*WHAT IS ASKED*
Take the line that contains "Question. The picture above shows the white lamp" as the first line and the final line of the records as the last; return exactly those lines and the lines between.

*RECORD EXCERPTS*

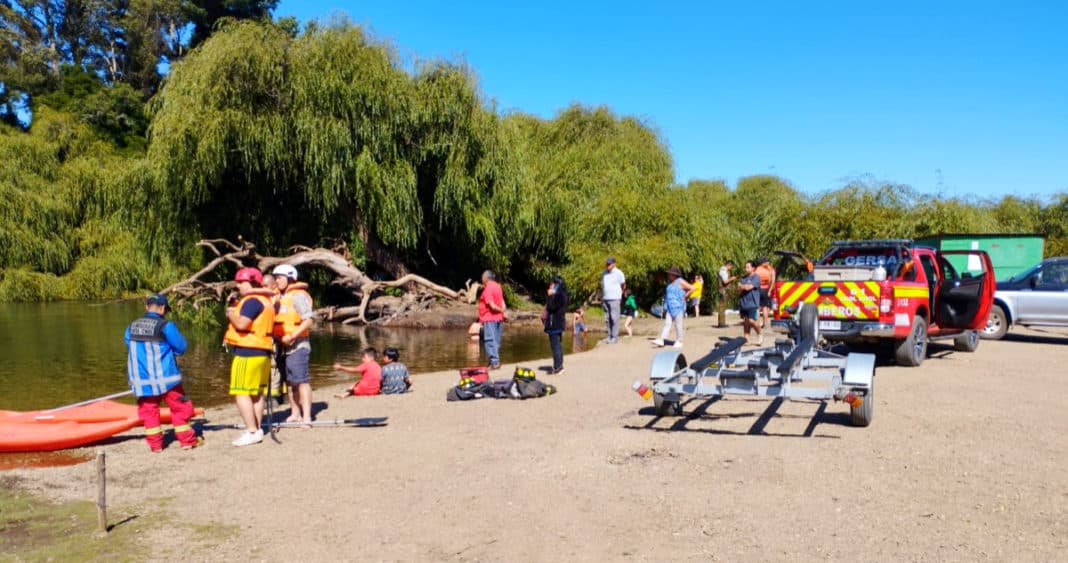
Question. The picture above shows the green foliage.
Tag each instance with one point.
(329, 127)
(311, 137)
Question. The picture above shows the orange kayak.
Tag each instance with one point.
(99, 411)
(48, 436)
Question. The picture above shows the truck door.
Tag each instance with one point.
(964, 293)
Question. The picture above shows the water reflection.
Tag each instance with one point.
(62, 353)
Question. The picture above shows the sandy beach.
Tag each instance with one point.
(967, 459)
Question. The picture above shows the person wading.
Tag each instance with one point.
(612, 284)
(555, 321)
(491, 315)
(152, 369)
(293, 324)
(251, 317)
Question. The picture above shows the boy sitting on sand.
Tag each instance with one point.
(371, 375)
(395, 377)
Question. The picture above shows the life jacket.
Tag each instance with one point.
(286, 319)
(765, 272)
(257, 335)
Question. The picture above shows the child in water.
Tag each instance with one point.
(371, 375)
(395, 378)
(580, 322)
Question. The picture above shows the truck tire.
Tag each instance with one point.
(967, 342)
(996, 324)
(862, 416)
(912, 350)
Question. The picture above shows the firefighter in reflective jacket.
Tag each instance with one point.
(152, 343)
(249, 335)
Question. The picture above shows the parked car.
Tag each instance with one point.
(1036, 297)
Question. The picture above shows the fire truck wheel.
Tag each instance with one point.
(996, 324)
(912, 350)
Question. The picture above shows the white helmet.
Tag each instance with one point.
(285, 269)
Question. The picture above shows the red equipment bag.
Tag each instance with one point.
(477, 375)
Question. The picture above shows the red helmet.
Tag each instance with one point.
(249, 275)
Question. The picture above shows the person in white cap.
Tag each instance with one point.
(293, 323)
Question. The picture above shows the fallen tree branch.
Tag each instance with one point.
(420, 292)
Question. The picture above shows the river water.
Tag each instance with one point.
(56, 354)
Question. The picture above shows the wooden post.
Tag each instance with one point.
(101, 498)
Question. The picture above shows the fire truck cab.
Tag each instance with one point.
(892, 292)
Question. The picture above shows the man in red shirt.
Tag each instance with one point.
(371, 375)
(491, 316)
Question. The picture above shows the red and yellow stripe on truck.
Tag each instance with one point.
(864, 301)
(841, 299)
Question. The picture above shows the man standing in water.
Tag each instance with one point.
(251, 317)
(491, 316)
(293, 324)
(153, 342)
(612, 284)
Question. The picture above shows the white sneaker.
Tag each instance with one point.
(248, 438)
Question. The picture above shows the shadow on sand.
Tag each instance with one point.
(758, 427)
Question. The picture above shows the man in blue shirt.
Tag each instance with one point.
(152, 370)
(750, 302)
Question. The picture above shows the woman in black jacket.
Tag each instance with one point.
(555, 321)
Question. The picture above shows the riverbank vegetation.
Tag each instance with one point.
(135, 131)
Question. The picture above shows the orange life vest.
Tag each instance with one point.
(287, 318)
(257, 335)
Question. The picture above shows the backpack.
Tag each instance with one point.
(469, 390)
(525, 386)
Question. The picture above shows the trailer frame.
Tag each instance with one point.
(778, 371)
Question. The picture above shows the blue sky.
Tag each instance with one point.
(959, 98)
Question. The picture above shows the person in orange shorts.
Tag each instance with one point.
(371, 375)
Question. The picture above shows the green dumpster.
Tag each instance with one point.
(1009, 253)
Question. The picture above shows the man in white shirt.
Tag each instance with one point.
(612, 284)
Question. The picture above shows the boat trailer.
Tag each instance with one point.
(786, 370)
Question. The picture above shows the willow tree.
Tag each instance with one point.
(323, 136)
(68, 225)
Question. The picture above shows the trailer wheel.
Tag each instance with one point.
(809, 323)
(996, 324)
(664, 407)
(967, 342)
(862, 416)
(912, 350)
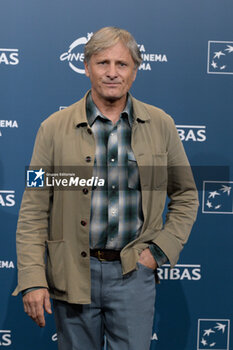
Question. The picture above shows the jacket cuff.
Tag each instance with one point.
(159, 256)
(25, 291)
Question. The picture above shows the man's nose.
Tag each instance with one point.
(112, 71)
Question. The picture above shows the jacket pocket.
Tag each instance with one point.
(133, 173)
(160, 173)
(55, 265)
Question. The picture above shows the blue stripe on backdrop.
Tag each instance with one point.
(184, 74)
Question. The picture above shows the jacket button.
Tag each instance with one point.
(85, 190)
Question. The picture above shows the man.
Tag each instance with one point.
(95, 252)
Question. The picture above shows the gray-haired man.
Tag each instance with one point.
(103, 247)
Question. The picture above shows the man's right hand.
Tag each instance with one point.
(34, 304)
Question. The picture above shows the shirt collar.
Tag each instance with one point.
(93, 112)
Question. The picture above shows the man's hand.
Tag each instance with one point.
(34, 304)
(147, 259)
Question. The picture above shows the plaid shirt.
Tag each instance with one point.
(116, 210)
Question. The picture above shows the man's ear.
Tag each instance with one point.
(86, 69)
(135, 73)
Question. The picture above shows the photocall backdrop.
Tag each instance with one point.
(187, 70)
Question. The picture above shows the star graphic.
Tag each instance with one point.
(204, 342)
(218, 54)
(209, 204)
(229, 48)
(214, 65)
(89, 35)
(220, 327)
(212, 344)
(226, 189)
(208, 331)
(213, 194)
(39, 174)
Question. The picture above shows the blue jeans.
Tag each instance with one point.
(122, 308)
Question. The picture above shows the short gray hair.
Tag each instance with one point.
(110, 36)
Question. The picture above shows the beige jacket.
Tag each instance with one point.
(53, 245)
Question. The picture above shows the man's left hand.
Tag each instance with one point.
(147, 259)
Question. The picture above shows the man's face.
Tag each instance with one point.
(112, 72)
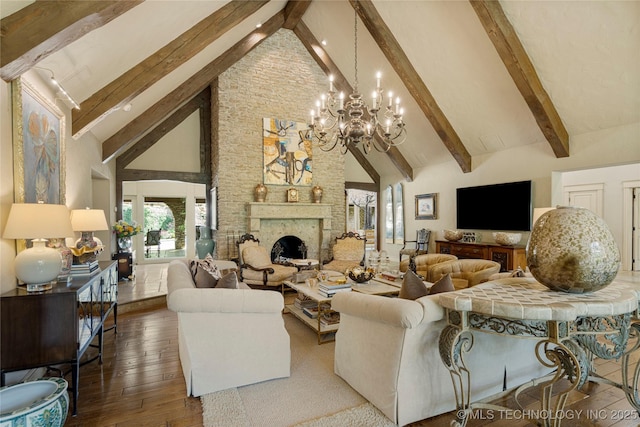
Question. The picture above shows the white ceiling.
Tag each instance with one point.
(586, 54)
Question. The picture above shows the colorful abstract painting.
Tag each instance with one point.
(287, 154)
(38, 147)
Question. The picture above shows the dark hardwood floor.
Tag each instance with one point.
(140, 382)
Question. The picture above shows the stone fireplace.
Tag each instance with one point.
(310, 222)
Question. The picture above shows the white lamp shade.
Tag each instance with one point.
(538, 212)
(88, 220)
(38, 221)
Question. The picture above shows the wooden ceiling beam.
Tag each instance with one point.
(36, 31)
(412, 81)
(342, 84)
(139, 78)
(523, 73)
(293, 12)
(142, 124)
(162, 129)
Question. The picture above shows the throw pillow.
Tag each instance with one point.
(203, 279)
(412, 286)
(443, 284)
(228, 281)
(517, 273)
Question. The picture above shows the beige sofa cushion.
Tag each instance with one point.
(412, 287)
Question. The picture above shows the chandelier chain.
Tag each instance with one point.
(355, 49)
(349, 121)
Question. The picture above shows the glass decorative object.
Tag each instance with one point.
(205, 244)
(571, 249)
(316, 194)
(124, 244)
(260, 193)
(43, 402)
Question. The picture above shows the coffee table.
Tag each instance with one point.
(326, 333)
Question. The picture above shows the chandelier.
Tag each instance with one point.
(339, 121)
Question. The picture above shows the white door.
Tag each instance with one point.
(585, 196)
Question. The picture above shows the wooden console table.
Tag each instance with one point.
(509, 257)
(43, 329)
(571, 329)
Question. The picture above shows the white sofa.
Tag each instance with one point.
(227, 337)
(387, 350)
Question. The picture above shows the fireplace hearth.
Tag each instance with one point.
(288, 247)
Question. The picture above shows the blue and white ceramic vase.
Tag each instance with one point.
(572, 250)
(205, 244)
(43, 402)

*TASK SOLUTION*
Question. The picture above shows the white lamp shade.
Tag each instance with one point.
(538, 212)
(88, 220)
(38, 221)
Question. The picture above shows the wooden ceiling beam.
Tag each instance with one point.
(36, 31)
(412, 81)
(342, 84)
(139, 78)
(523, 73)
(293, 12)
(142, 124)
(162, 129)
Question. The picture above shows the throw pillow.
Tag each instance with one point.
(203, 279)
(412, 286)
(443, 284)
(228, 281)
(517, 273)
Question. The picture above shows the beige sofa cushion.
Tag each instance with one point.
(412, 287)
Question. The picture above shows the chandelier chain.
Tag each instance with one point.
(355, 49)
(349, 121)
Question. The picture above shows the glass decorative object.
Tag each instance with one point.
(205, 244)
(571, 249)
(316, 194)
(124, 244)
(260, 193)
(43, 402)
Question. The picture above shows the coffee table.
Tag each instance with one point.
(326, 333)
Question. The picture above shows the chandelier.
Tag each instance with one point.
(339, 121)
Question. The picture above shows the white door.
Tag each instance with one point.
(585, 196)
Question. The picture above shows the wooden console table.
Tag each instance with one point.
(509, 257)
(43, 329)
(571, 329)
Question. The picture above shows the white sofa.
Tag each instance with one point.
(227, 337)
(387, 350)
Question. The picture above shows the fireplace hearth.
Tag each instance with one point.
(288, 247)
Question. The picture above shows the blue and white ceramic vase.
Tag each instance with one point.
(572, 250)
(205, 244)
(43, 402)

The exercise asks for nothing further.